> [EXERCISE TASKS]
**1)** Reproduce the part of the blog post about failing that begins at the words "Yesterday I had" and stops after "go eat worms.".
**2)** In the blog post about failing, how many failures does the writer's imagined Excel spreadsheet list?
**3)** List every word or phrase in the blog post about failing that names a tooth-related thing, person, or activity.
[TEXT EXTRACT start]
Monday, April 2, 2012

The Shortcomings of Floss

Yesterday I had a phone interview in which I was asked if I had ever failed. I had to keep myself from saying, “Why yes, yes I have. In fact, I have a chronological Excel spreadsheet listing my latest 120+ failures, would you like me to email that to you?” At least then they’d know I was organized. So I told the interviewer about a job I had really wanted but failed to land. But that too, was apparently a failure because my answer wasn’t really what she was looking for. Even my failure story failed… paper cut… lemon juice. So I told her about another failure, and by the time I was finished, I was ready to get off the phone and go eat worms.

The interview was depressing, but it was destined to be the lesser of two evils. A larger, more personal failure was yet to come, one that would make me want to stop being an adult for a moment and sob out all my woes to my ever-sympathetic teddy bear.

I went to the dentist today. The last time I went to the dentist I found out I had cavities and received a lecture about the importance of flossing that I felt was a little impertinent to deliver to a paying customer. I cried when I told my husband that we were going to have to use our hard-earned money to get my teeth patched up. It wasn’t so much the amount (thank you Lord for health insurance), but the fact that I felt like I was a drain. Tooth decay was not where we had dreamed about allocating those funds.
[TEXT EXTRACT end]
[PROVIDED INFORMATION start]
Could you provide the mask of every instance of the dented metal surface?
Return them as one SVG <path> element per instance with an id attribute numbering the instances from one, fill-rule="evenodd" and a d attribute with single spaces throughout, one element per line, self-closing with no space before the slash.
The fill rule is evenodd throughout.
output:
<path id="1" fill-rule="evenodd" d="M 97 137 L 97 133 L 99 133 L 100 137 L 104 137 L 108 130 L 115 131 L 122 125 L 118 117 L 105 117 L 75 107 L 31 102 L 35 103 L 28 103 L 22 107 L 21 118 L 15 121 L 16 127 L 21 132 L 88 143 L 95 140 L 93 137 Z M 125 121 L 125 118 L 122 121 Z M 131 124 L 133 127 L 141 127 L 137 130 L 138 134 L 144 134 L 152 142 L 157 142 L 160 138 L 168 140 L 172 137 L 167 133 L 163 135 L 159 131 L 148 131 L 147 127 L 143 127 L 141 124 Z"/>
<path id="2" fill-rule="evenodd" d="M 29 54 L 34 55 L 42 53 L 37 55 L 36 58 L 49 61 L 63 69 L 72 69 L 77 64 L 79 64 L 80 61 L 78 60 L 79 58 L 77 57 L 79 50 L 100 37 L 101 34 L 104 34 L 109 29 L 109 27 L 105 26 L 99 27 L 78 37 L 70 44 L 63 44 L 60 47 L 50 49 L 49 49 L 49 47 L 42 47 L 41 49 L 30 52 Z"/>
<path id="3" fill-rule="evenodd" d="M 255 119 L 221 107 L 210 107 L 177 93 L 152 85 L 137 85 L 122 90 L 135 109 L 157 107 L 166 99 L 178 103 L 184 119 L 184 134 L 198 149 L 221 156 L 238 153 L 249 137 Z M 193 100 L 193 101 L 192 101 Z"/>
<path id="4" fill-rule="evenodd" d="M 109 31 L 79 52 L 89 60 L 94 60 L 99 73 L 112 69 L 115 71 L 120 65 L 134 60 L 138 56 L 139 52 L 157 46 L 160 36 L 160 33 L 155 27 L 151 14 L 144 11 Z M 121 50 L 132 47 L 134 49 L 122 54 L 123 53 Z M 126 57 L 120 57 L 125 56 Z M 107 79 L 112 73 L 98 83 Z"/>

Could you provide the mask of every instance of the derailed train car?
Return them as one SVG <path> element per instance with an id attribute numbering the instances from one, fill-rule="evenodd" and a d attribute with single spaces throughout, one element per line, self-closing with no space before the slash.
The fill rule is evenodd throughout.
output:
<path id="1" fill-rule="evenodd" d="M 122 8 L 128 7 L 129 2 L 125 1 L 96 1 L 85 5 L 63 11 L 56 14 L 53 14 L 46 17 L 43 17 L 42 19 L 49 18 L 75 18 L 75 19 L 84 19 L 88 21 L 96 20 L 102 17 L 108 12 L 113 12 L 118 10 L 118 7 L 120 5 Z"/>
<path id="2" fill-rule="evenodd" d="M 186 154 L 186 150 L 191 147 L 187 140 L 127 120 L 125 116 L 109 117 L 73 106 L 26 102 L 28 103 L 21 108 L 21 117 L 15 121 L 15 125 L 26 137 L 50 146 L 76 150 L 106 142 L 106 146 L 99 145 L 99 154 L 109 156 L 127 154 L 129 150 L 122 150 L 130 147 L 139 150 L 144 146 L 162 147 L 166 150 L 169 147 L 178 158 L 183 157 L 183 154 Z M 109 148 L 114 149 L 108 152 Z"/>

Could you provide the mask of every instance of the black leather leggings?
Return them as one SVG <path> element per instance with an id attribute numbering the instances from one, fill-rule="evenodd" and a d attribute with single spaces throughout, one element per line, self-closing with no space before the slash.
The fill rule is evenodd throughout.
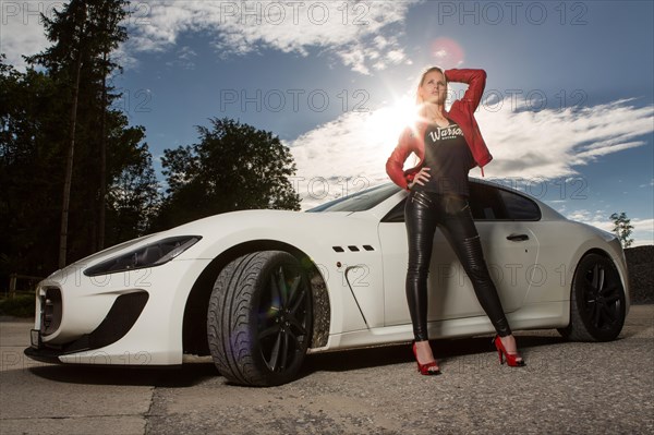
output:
[PROVIDED INFORMATION end]
> [RESULTS IN ORDER]
**1)**
Yesterday I had a phone interview in which I was asked if I had ever failed. I had to keep myself from saying, “Why yes, yes I have. In fact, I have a chronological Excel spreadsheet listing my latest 120+ failures, would you like me to email that to you?” At least then they’d know I was organized. So I told the interviewer about a job I had really wanted but failed to land. But that too, was apparently a failure because my answer wasn’t really what she was looking for. Even my failure story failed… paper cut… lemon juice. So I told her about another failure, and by the time I was finished, I was ready to get off the phone and go eat worms.

**2)** The latest 120+ failures.

**3)** Floss, dentist, cavities, flossing, teeth, tooth decay